begin PROVIDED RECORDS
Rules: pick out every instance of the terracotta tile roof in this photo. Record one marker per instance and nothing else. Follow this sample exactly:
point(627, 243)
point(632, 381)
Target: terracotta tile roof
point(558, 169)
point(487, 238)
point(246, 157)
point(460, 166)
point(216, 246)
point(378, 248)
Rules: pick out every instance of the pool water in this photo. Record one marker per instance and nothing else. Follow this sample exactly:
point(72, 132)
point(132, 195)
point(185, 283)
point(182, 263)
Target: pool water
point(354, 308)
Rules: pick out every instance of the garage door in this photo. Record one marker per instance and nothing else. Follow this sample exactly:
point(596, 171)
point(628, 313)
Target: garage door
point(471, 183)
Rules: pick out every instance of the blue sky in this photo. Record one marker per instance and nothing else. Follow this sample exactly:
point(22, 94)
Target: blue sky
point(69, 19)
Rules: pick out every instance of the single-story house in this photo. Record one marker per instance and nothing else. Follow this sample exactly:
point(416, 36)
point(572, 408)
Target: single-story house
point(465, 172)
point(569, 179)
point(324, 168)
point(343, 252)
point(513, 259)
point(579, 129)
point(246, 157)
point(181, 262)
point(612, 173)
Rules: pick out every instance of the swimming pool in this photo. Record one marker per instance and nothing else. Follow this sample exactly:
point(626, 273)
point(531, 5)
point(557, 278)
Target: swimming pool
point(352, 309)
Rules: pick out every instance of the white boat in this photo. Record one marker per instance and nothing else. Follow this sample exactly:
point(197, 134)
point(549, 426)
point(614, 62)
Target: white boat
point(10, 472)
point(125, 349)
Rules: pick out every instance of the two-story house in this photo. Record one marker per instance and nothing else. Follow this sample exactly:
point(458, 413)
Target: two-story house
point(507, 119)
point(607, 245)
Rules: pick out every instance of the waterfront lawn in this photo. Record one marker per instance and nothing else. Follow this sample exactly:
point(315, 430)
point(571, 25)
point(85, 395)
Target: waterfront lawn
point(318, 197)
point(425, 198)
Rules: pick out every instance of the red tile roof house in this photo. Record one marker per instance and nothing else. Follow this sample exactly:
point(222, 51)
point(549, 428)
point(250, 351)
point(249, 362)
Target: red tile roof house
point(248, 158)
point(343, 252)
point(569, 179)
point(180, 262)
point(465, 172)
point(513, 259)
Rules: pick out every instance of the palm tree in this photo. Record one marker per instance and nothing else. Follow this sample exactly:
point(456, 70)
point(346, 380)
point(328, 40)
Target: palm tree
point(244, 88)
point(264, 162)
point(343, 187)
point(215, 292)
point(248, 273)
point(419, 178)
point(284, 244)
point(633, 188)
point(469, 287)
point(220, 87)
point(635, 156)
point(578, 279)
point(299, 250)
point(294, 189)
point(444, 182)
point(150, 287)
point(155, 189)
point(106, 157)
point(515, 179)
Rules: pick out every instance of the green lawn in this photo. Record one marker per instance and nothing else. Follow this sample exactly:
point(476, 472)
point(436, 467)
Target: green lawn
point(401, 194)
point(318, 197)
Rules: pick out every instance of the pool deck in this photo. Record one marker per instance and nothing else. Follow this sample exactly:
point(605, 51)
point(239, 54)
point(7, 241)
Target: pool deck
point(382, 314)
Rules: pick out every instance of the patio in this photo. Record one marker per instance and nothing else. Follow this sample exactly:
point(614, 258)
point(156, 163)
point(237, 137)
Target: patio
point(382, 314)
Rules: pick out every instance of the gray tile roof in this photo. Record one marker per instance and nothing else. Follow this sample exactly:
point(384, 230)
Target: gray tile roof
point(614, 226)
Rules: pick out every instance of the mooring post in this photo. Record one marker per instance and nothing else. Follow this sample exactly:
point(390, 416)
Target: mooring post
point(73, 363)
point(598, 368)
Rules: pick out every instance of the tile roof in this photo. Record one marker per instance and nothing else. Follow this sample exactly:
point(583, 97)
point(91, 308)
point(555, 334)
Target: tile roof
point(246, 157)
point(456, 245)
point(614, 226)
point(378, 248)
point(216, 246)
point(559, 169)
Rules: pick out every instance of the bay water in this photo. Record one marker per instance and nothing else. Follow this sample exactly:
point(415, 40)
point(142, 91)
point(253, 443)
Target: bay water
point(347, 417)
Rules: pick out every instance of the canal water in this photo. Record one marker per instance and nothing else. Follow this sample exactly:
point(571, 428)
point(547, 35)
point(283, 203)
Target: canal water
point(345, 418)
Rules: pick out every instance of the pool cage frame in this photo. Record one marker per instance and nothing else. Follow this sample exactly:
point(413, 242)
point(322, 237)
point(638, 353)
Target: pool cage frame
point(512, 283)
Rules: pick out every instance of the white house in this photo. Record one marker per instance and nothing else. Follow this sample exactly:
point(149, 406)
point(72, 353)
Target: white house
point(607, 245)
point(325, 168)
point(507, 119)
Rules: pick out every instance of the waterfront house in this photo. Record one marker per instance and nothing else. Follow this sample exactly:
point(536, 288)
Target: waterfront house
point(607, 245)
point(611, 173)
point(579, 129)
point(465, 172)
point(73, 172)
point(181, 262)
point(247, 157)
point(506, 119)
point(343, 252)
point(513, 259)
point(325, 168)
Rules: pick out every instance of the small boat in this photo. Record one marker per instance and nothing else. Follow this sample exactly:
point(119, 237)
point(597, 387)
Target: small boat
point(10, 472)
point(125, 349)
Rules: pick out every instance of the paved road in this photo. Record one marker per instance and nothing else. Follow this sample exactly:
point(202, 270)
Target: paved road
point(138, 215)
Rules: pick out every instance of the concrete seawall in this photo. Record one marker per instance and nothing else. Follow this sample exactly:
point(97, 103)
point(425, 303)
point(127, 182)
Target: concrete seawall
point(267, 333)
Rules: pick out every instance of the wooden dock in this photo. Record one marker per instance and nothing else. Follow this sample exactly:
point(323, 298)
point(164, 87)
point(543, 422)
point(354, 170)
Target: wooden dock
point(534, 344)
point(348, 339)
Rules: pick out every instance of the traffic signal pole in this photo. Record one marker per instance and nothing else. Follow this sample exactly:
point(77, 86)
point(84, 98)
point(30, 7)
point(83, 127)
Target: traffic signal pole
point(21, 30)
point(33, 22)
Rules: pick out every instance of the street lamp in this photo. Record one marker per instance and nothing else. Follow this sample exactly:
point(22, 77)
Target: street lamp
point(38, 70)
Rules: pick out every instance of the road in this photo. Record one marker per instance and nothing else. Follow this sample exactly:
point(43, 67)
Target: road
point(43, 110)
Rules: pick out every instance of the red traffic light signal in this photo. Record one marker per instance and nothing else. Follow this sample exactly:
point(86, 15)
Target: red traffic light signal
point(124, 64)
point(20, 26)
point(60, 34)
end PROVIDED RECORDS
• WHAT IS ASKED:
Your task is to transcribe the listing above in full, exactly as given.

• RESULT FOR THIS EXERCISE:
Rules: pick out every instance of the terracotta tile roof in this photo. Record one marker per instance and nothing else. Follow this sample exactly:
point(627, 243)
point(632, 381)
Target: terracotta tile roof
point(558, 169)
point(487, 238)
point(246, 157)
point(460, 166)
point(216, 246)
point(378, 248)
Rules: pick out every instance of the pool water in this photo. Record one marker per instance and nothing else. Follow this sample exactly:
point(72, 132)
point(132, 195)
point(185, 283)
point(182, 263)
Target: pool water
point(354, 308)
Rules: pick out every instance of the garage door in this photo. Record one marker per instance and nothing else. Follow this sample exactly:
point(596, 171)
point(628, 313)
Target: garage door
point(471, 183)
Rules: pick out every instance of the blue sky in this photo. Record one marker per instance and nothing else. Follow this sample exactly:
point(22, 94)
Target: blue sky
point(69, 19)
Rules: pick out every instance of the single-story house in this photo. Record one marker per instance and nothing else. Follow this sample exactly:
point(416, 36)
point(572, 408)
Target: single-story house
point(465, 172)
point(569, 179)
point(324, 168)
point(343, 252)
point(513, 259)
point(579, 129)
point(246, 157)
point(181, 262)
point(612, 173)
Rules: pick out every instance of the swimming pool in this photo. Record one marker per instance and nothing else. Follow this sample exactly:
point(626, 273)
point(531, 5)
point(557, 278)
Target: swimming pool
point(352, 309)
Rules: pick out every instance of the white boat in this photo. Record one marker per instance and nothing else. Follow this sample exactly:
point(197, 134)
point(549, 426)
point(614, 62)
Target: white boat
point(10, 472)
point(125, 349)
Rules: pick out every instance of the two-story house in this photo. Record one marker per instance and nothing else. Follow this sample exactly:
point(458, 413)
Target: two-story house
point(507, 119)
point(607, 245)
Rules: pick out every instance of the waterfront lawn in this photo. Record one marker per instance and nothing else. Follow this sample exactly:
point(315, 430)
point(571, 25)
point(85, 395)
Target: waterfront lawn
point(318, 197)
point(425, 198)
Rules: pick out every instance of the red tile roof house in this photo. Record one marker per instance and nothing else. Follow this sample exactly:
point(222, 51)
point(549, 428)
point(250, 351)
point(249, 362)
Target: red tile roof house
point(248, 158)
point(343, 252)
point(569, 179)
point(180, 262)
point(465, 172)
point(513, 259)
Rules: pick out every instance of the palm tree in this photo. Record one marker per instance and nothing else. Follow this sample exactly:
point(456, 70)
point(346, 380)
point(328, 40)
Target: palm tree
point(244, 88)
point(264, 162)
point(343, 187)
point(215, 292)
point(248, 273)
point(419, 178)
point(284, 244)
point(633, 188)
point(469, 287)
point(220, 87)
point(635, 156)
point(578, 279)
point(299, 250)
point(294, 189)
point(444, 182)
point(150, 287)
point(155, 189)
point(106, 157)
point(515, 179)
Rules: pick out every instance of the green lawn in this photo. Record one marker per instance and nothing else. Follow this sample exactly:
point(476, 472)
point(436, 467)
Target: green lawn
point(401, 194)
point(318, 197)
Rules: pick out every instance of the pool deck in this photo. Record one marker per instance and nothing else. Follow this sample exactly:
point(605, 51)
point(239, 54)
point(7, 241)
Target: pool deck
point(382, 314)
Rules: pick out every instance of the patio in this photo. Record one marker per instance and nothing else. Follow this sample exactly:
point(614, 258)
point(156, 163)
point(237, 137)
Target: patio
point(382, 314)
Rules: pick out every instance of the gray tile roof in this photo. Record one marker per instance and nothing else. Follow this sample exactly:
point(384, 230)
Target: gray tile roof
point(614, 226)
Rules: pick out every instance of the mooring post in this photo. Record one marker per instance and nothing else. Follow this sample exactly:
point(390, 416)
Target: mooring post
point(73, 363)
point(598, 368)
Rules: pick out every instance of the tile roof in this photo. Record one marker per instance and nothing else. Follow this sample exactly:
point(583, 97)
point(91, 308)
point(555, 334)
Target: tile roof
point(246, 157)
point(456, 245)
point(614, 226)
point(378, 248)
point(216, 246)
point(559, 169)
Rules: pick out every instance of the bay water in this photo. Record one marker per instance and nothing else. Follow this sample exactly:
point(415, 40)
point(142, 91)
point(253, 443)
Target: bay water
point(347, 417)
Rules: pick out every instance of the canal water in this photo. Record one marker per instance and nothing else. Follow this sample exactly:
point(571, 428)
point(547, 35)
point(283, 203)
Target: canal water
point(345, 418)
Rules: pick out every instance of the pool cage frame in this photo. Record one marker per instance and nothing else. Follow this sample exactly:
point(413, 242)
point(322, 237)
point(638, 353)
Target: pool cage frame
point(512, 283)
Rules: pick out every instance of the white house in this photo. Record one marker per instance and nothing else. Follow this sample exactly:
point(149, 406)
point(72, 353)
Target: white house
point(607, 245)
point(325, 168)
point(507, 119)
Rules: pick out every instance of the waterfront house in this photo. Record one marker per instance and nothing else. Follow this sample exactly:
point(536, 288)
Target: waterfront house
point(607, 245)
point(611, 173)
point(579, 129)
point(465, 172)
point(73, 172)
point(181, 262)
point(247, 157)
point(506, 119)
point(343, 252)
point(513, 259)
point(325, 168)
Rules: pick out every instance of the small boat in this photo. Record one marker per instance and nothing else. Follow this sample exactly:
point(119, 237)
point(597, 387)
Target: small boat
point(10, 472)
point(125, 349)
Rules: pick out every instance of the paved road in this photo. Record one marker per instance and nothing else. Follow this sample exactly:
point(202, 270)
Target: paved road
point(138, 215)
Rules: pick out every instance of the concrete seawall in this photo. Record one marker per instance and nothing else. Follow this sample exactly:
point(97, 103)
point(425, 303)
point(127, 182)
Target: concrete seawall
point(267, 333)
Rules: pick out every instance of the wooden dock in this photo. Record one marker per instance and nothing else. Follow this sample exactly:
point(323, 298)
point(164, 87)
point(543, 422)
point(354, 170)
Target: wooden dock
point(534, 344)
point(348, 339)
Rules: pick out every instance of the traffic signal pole in this photo. Record one marker per instance and nothing else. Follow this sample exactly:
point(77, 86)
point(84, 98)
point(30, 7)
point(83, 127)
Target: traffic signal pole
point(21, 30)
point(33, 22)
Rules: pick out every instance of the street lamp in this photo. Record one marker per instance and nothing else. Follow this sample exactly:
point(22, 77)
Target: street lamp
point(38, 70)
Rules: pick out every instance of the road in this photo. Record one marker per instance and nothing else. Follow this sample exactly:
point(43, 67)
Target: road
point(43, 110)
Rules: pick out every instance of the red traffic light signal in this photo. Record one marker per instance and nothing else. Follow this sample exactly:
point(86, 15)
Target: red traffic light signal
point(124, 64)
point(20, 26)
point(60, 34)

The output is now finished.